- [Task description] Return, word for word, the stretch of the material from the line containing "Locate the black loudspeaker;" through the line containing "pixel 967 398", including both of those lines.

- [Source material]
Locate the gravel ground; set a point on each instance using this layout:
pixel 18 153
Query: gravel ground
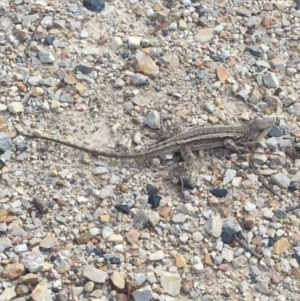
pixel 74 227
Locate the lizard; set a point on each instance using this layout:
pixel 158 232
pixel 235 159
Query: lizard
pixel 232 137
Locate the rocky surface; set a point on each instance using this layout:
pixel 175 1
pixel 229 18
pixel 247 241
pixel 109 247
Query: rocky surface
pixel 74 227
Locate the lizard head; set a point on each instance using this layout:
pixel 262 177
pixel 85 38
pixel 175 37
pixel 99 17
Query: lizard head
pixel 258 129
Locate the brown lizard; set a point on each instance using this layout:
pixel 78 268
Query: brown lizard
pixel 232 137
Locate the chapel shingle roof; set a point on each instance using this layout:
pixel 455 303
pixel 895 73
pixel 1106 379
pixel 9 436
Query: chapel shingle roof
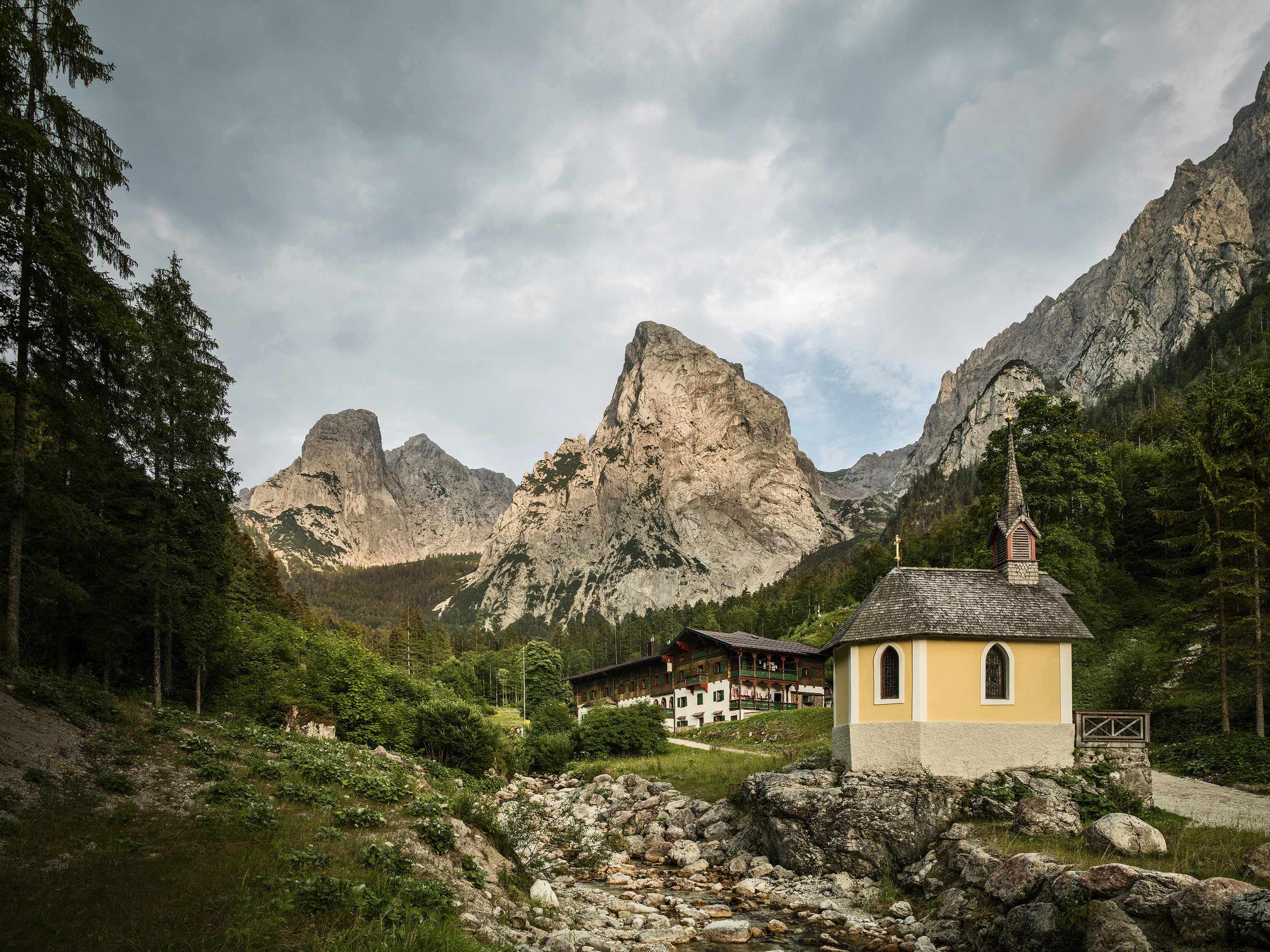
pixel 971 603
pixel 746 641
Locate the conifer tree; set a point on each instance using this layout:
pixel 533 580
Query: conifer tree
...
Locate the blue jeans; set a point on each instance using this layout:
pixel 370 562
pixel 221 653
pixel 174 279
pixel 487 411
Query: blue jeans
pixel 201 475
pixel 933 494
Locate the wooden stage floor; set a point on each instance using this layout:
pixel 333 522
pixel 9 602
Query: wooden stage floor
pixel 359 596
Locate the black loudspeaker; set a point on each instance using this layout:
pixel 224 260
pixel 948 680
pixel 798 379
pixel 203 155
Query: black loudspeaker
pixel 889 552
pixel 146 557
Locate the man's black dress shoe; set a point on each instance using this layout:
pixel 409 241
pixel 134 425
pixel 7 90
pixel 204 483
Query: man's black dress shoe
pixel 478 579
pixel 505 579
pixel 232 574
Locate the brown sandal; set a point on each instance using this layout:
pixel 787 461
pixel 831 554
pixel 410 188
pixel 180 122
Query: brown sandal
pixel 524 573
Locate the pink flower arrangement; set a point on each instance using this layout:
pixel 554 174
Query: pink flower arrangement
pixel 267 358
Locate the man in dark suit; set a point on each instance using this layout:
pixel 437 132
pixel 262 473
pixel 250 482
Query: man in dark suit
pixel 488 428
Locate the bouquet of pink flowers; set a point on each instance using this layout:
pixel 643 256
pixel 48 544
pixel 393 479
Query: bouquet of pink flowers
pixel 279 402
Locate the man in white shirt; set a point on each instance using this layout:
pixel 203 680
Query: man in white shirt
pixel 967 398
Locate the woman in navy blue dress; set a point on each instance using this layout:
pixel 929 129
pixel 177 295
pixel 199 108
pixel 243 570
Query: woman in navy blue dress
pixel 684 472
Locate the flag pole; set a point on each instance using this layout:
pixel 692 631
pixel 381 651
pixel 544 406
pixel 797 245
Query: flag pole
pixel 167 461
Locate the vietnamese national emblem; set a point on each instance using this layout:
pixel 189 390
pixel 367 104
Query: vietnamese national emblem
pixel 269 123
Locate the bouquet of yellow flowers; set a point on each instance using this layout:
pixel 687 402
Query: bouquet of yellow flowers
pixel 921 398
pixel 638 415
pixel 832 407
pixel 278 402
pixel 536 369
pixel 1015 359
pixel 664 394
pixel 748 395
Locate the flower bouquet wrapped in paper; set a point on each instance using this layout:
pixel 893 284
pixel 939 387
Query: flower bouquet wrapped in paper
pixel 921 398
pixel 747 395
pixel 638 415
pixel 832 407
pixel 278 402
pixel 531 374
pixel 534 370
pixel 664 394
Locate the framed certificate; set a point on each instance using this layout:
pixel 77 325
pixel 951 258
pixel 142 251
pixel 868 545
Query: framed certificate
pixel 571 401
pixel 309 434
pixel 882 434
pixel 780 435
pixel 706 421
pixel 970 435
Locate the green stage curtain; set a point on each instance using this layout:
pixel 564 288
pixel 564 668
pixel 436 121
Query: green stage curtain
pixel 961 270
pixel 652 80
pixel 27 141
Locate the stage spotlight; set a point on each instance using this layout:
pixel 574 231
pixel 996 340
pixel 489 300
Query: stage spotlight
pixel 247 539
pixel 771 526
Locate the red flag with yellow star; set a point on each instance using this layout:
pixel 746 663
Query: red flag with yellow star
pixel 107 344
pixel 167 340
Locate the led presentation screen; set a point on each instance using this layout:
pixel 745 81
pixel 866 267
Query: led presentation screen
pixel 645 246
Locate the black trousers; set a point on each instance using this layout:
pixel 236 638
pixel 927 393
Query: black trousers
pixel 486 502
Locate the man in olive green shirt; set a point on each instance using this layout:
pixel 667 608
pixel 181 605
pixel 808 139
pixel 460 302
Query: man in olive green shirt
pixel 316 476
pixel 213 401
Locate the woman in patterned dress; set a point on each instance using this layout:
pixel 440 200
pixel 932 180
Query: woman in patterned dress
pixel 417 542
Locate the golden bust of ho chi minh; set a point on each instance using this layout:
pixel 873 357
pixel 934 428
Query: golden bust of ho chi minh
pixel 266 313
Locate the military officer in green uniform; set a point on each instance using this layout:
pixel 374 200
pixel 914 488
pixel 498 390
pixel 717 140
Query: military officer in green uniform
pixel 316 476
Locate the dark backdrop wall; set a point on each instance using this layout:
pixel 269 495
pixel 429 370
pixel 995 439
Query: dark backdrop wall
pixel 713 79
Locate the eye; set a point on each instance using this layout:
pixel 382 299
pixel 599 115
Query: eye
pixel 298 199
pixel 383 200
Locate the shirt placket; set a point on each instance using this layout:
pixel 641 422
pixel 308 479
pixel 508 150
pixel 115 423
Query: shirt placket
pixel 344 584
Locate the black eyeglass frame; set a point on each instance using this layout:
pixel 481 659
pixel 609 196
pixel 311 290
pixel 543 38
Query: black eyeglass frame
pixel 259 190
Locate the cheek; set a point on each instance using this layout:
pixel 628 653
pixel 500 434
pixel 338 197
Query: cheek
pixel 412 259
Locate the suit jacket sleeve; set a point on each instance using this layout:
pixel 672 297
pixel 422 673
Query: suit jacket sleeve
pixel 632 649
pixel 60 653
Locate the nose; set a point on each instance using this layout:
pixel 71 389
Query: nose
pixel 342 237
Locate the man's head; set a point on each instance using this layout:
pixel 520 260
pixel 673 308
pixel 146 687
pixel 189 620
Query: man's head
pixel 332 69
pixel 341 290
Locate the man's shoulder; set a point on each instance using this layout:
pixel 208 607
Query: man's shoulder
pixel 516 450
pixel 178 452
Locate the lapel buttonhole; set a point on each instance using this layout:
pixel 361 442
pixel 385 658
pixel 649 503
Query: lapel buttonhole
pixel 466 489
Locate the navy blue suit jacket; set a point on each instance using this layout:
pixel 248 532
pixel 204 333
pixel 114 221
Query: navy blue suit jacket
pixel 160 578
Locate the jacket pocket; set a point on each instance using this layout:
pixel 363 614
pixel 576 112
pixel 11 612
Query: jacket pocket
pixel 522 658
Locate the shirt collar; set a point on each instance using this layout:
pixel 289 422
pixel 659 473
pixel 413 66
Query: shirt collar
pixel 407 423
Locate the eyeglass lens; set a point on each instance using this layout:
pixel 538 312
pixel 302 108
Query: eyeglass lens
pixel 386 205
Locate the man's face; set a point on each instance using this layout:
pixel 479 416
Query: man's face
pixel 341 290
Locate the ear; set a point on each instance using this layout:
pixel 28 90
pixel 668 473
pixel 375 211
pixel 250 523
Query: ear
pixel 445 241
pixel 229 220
...
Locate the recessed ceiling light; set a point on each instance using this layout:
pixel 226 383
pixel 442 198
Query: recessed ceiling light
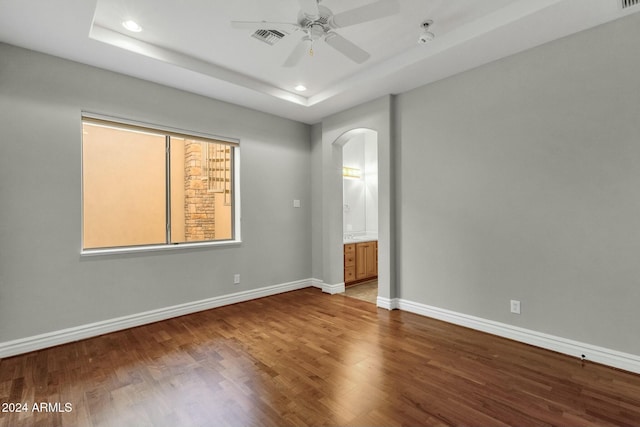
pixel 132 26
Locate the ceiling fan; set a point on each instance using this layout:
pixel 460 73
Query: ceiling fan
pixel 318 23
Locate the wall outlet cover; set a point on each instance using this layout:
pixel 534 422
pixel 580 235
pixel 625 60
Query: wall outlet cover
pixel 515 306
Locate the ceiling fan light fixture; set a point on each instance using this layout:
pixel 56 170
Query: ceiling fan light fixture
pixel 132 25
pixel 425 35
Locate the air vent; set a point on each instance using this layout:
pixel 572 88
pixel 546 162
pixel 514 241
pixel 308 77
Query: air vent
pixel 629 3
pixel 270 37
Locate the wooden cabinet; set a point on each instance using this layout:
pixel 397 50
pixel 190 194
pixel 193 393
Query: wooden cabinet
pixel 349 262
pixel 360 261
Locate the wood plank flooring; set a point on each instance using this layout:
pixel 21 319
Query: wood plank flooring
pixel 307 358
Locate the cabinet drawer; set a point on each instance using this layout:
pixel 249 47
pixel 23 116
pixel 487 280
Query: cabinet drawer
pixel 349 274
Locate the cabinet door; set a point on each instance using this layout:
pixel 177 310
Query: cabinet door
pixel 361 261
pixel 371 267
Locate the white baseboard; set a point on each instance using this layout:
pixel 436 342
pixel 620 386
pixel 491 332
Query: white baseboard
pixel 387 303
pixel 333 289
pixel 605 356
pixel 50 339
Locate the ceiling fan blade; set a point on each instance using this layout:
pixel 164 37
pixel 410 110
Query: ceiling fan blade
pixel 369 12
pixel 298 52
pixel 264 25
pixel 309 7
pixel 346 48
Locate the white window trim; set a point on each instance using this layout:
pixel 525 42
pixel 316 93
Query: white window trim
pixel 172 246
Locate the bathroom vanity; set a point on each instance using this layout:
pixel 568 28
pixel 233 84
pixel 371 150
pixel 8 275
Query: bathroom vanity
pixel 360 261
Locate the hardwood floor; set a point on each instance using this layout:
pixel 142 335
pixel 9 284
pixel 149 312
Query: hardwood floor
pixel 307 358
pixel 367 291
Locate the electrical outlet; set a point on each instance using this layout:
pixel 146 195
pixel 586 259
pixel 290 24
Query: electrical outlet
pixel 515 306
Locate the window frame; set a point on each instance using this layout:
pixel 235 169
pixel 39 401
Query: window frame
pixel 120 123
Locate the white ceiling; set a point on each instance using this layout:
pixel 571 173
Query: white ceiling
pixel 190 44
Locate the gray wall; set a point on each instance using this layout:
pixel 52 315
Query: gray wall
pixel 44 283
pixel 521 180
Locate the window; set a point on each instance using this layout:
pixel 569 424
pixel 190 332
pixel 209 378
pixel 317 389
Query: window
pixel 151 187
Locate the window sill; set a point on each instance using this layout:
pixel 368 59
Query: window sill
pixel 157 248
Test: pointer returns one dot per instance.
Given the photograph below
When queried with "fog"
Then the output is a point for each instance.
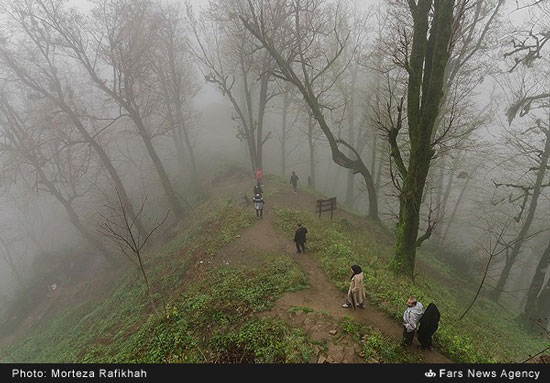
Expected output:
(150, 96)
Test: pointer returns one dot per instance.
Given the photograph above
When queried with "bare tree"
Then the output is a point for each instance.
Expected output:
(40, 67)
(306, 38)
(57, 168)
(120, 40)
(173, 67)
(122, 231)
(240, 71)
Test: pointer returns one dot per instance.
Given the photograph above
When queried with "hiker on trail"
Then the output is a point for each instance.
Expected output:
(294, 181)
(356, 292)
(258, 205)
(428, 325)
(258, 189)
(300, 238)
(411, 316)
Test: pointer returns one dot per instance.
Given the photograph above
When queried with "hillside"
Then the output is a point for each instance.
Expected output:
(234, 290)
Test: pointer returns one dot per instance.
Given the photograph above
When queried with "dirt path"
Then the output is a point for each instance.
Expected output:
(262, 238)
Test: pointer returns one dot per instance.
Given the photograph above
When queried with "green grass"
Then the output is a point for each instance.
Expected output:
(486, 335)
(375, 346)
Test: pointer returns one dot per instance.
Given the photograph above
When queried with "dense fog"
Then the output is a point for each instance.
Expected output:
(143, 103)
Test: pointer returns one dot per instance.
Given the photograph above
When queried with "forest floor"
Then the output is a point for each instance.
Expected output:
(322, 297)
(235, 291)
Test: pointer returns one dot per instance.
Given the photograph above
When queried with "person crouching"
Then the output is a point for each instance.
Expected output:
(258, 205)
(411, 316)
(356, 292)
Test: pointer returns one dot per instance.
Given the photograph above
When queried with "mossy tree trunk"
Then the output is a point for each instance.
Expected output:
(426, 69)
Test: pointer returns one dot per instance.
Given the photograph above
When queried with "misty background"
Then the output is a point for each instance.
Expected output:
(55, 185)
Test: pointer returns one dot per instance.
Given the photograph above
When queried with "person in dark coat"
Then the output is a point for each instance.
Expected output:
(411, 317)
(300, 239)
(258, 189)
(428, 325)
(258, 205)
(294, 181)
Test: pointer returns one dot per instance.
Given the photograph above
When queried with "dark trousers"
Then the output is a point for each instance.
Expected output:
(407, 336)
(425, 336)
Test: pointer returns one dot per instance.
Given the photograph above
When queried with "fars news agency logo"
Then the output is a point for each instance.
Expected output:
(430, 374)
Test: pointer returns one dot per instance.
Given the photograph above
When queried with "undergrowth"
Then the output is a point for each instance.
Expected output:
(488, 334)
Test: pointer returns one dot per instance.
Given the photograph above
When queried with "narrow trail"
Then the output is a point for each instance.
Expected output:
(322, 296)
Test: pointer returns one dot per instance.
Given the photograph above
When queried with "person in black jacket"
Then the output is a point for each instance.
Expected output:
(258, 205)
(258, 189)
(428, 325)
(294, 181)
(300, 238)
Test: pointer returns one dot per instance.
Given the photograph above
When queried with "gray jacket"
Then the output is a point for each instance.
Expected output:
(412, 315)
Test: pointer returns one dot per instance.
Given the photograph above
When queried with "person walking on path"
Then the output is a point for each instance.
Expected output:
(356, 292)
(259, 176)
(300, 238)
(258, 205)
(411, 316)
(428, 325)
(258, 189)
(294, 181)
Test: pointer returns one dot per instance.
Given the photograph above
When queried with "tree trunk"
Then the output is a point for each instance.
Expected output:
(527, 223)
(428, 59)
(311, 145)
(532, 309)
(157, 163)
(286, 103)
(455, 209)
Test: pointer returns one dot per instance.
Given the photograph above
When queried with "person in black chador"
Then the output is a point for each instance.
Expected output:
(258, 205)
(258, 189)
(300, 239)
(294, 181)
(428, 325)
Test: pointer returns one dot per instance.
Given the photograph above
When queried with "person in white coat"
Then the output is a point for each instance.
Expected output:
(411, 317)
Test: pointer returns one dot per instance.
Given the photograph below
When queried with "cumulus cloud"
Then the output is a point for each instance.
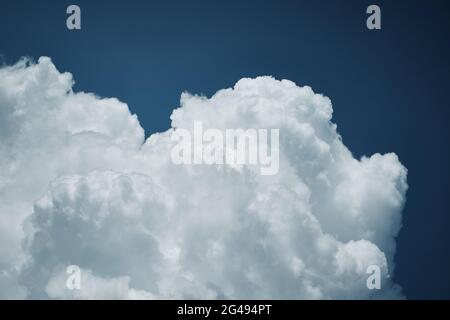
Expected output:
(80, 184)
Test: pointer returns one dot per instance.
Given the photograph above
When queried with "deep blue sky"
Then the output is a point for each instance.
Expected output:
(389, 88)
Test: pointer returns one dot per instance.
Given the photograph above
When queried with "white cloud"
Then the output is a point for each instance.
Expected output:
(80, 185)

- [Correct result]
Locate the black loudspeaker; set a point on each instance using this layout:
pixel 224 260
pixel 948 680
pixel 798 379
pixel 203 155
Query: black loudspeaker
pixel 889 552
pixel 146 557
Locate the man's black dress shoe; set a point on each instance using this layout:
pixel 409 241
pixel 134 425
pixel 7 90
pixel 204 483
Query: man's black dress shoe
pixel 478 579
pixel 505 579
pixel 232 574
Locate the brown sandal; set a point on each instance using this layout:
pixel 787 461
pixel 831 554
pixel 410 188
pixel 180 122
Query: brown sandal
pixel 524 573
Locate the pink flower arrangement; set a point on each instance using this layout:
pixel 554 174
Query: pink flower arrangement
pixel 267 358
Locate the man in dark suit; set a point on each instance using this layout:
pixel 437 132
pixel 262 473
pixel 250 482
Query: man in dark suit
pixel 488 428
Locate the bouquet of pink flowers; set a point on each instance using this layout:
pixel 643 256
pixel 48 544
pixel 393 479
Query: bouquet of pink flowers
pixel 279 402
Locate the man in white shirt; set a point on each instance using this layout:
pixel 203 680
Query: man in white shirt
pixel 967 398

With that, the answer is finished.